Pointing and labeling entries:
-- START --
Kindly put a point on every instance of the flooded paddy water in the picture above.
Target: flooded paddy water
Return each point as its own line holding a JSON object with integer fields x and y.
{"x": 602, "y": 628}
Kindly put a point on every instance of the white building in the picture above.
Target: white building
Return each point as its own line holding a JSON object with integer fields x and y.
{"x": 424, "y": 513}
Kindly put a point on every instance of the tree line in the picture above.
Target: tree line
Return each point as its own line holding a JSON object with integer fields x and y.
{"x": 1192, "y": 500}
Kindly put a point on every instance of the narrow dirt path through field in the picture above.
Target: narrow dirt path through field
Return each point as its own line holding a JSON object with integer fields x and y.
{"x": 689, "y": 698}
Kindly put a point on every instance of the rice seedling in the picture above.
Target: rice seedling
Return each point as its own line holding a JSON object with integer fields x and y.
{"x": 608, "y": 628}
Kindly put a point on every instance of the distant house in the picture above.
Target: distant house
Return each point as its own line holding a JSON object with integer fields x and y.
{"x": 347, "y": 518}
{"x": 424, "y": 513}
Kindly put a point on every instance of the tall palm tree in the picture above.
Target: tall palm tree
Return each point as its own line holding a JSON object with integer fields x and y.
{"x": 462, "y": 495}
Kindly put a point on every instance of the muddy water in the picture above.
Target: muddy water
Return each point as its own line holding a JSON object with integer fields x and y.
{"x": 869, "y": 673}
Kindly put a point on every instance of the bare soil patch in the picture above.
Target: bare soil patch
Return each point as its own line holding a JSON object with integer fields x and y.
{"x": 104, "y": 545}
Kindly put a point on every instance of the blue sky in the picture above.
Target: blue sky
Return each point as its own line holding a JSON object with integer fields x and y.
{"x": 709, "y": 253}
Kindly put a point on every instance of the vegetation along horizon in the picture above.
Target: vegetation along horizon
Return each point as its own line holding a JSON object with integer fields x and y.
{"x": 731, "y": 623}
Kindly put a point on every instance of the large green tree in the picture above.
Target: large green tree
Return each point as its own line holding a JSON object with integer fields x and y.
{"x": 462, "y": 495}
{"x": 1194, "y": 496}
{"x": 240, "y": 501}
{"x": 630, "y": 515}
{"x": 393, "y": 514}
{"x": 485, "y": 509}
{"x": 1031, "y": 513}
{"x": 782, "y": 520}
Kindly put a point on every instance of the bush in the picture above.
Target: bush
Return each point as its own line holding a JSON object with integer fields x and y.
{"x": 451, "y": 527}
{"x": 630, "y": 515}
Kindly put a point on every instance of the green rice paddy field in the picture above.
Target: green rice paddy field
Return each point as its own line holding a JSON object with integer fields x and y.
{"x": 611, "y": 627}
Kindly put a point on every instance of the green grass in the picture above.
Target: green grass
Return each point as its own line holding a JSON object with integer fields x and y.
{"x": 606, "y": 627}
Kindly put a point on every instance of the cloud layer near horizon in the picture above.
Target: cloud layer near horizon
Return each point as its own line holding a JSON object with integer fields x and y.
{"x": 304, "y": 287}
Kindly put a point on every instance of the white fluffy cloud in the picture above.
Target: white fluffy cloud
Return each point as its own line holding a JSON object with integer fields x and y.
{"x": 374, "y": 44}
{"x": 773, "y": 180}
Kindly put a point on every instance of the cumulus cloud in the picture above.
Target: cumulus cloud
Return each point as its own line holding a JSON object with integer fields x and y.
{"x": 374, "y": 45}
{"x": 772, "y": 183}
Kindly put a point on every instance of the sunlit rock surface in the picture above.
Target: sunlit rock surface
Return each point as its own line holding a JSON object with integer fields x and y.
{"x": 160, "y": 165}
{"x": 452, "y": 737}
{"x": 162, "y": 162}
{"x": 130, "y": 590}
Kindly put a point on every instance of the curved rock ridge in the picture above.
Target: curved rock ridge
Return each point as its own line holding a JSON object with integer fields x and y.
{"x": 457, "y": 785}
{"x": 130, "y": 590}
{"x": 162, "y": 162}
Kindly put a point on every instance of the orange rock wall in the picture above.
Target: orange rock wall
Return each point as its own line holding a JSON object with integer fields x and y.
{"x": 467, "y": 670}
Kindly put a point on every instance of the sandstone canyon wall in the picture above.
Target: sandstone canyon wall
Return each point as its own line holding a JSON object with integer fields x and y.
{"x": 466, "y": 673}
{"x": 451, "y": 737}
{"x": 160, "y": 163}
-- END --
What you should do:
Repeat every one of the lines above word for word.

Result of the exercise:
Kindly put a point on every instance of the flooded paddy water in the picture above.
Target: flooded paddy water
Return each point as its own line holding a JSON object with integer fields x and y.
{"x": 602, "y": 628}
Kindly put a point on every instance of the white building in the picture above.
Target: white building
Return each point as its own line holding a JSON object with integer fields x and y.
{"x": 424, "y": 513}
Kindly put a point on every instance of the tree line in the picture above.
Target: tree line
Return each point as its own line holding a JSON object with integer fields x and y.
{"x": 1192, "y": 500}
Kindly put a point on every instance of the narrow dirt path through field in the picture above.
Target: narrow dirt path through field
Return each point as its own line holding a JSON object with integer fields x and y.
{"x": 689, "y": 698}
Kindly put a point on every instance of the rice seedling in the picture above.
Target: rice seedling
Return each point as its own line holding a JSON object with integer fields x and y.
{"x": 608, "y": 628}
Kindly put a point on every instance of the distant house in the picture above.
Target: distant house
Return each point as its own line holding a JSON object with integer fields x and y.
{"x": 347, "y": 518}
{"x": 424, "y": 513}
Kindly put a point on every instance of the tall palm tree in the picture above.
Target: tall palm tree
Return each point as its own line holding a JSON object with integer fields x and y.
{"x": 462, "y": 495}
Kindly put a point on every instance of the muddy water in the picture above.
Target: muddy water
Return each point as its own line holding a JSON object with integer fields x and y.
{"x": 869, "y": 673}
Kindly put a point on every instance of the bare soil patch in the picture above.
Target: bare soil patch
Return each point as its own line holding a JSON object with integer fields x and y.
{"x": 104, "y": 545}
Kindly put a point on every instance of the blue sky in the picture above.
Target: blue sky
Return each point as its own line holding a JSON object with integer fields x and y.
{"x": 709, "y": 253}
Kindly put a point on every instance of the vegetation along horizon in the picture above.
Target: vegetation along horizon
Return each point as its own line holding a JSON object with integer fields x and y.
{"x": 731, "y": 623}
Kindly put a point on every instance of the large green tree in the picture above.
Target: large green tree
Return each point as its own line holding a JSON object with integer fields x and y.
{"x": 462, "y": 495}
{"x": 1194, "y": 496}
{"x": 240, "y": 501}
{"x": 630, "y": 515}
{"x": 393, "y": 514}
{"x": 485, "y": 509}
{"x": 1031, "y": 513}
{"x": 782, "y": 520}
Kindly put a point on every instance of the bush in the picture above.
Target: bush
Return each point as its own line holding a JSON object with integer fields x and y.
{"x": 451, "y": 527}
{"x": 630, "y": 515}
Kindly put a point on every instance of the green rice paddy field in the picture above.
Target: green rice paddy field
Return each point as its own line holding a JSON object with integer fields x and y.
{"x": 611, "y": 627}
Kindly put a point on every instance of the green grass in the picture above.
Target: green grass
Return each point as its own line holding a JSON object with integer fields x and y.
{"x": 606, "y": 627}
Kindly put a point on every instance of the cloud layer near horizon in the picture above.
Target: cloud layer near horizon
Return each point as its own line holding a JSON object with integer fields x and y.
{"x": 304, "y": 287}
Kindly put a point on every instance of the white fluffy cloud in the picture above.
Target: white fluffy cloud
Return each point as its own line holding a JSON object with integer fields x and y.
{"x": 374, "y": 44}
{"x": 773, "y": 180}
Kindly put a point on every instance of the cumulus cloud in the picture above.
Target: cumulus cloud
Return each point as its own line holding a JSON object with integer fields x and y.
{"x": 374, "y": 45}
{"x": 772, "y": 183}
Kindly put a point on every instance of the sunlit rock surface in the picture above.
Target: sunlit rock surface
Return each point as its own line holding a JSON object with integer fields x and y.
{"x": 160, "y": 165}
{"x": 452, "y": 737}
{"x": 162, "y": 162}
{"x": 130, "y": 590}
Kindly put a point on every instance of the curved rock ridge in the picture above.
Target: curved rock ridge
Return each point as its own line holding a JSON object with integer fields x and y.
{"x": 457, "y": 785}
{"x": 130, "y": 590}
{"x": 162, "y": 162}
Kindly put a point on every instance of the orange rock wall in the picture above.
Target: orange rock wall
Return each point as its own line holding a JSON object with integer fields x and y.
{"x": 467, "y": 670}
Kindly put a point on every instance of the sandstone canyon wall in the picture above.
Target: sandstone canyon wall
Return each point as its own line holding a JSON object with integer fields x and y.
{"x": 466, "y": 673}
{"x": 451, "y": 737}
{"x": 160, "y": 163}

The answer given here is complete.